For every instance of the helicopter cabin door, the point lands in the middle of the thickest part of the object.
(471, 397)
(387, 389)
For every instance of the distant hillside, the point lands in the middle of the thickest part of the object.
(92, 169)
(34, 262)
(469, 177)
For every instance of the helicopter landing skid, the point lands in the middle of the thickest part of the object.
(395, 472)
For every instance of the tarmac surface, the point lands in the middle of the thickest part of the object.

——————

:: What you are asked to do ::
Repeat all the material exactly as it stands.

:: Your solution ::
For every instance of the helicopter cabin door, the point lands in the middle of the thickest part of the object.
(471, 397)
(387, 389)
For every instance of the distant hillside, the point lands in the middle of the thickest part of the object.
(92, 169)
(34, 262)
(469, 177)
For every instance of the helicopter landing skid, the point lands in the middle of the thickest part of the object.
(395, 472)
For every instance of the tarmac surface, the point lands in the middle of the thickest part of the object.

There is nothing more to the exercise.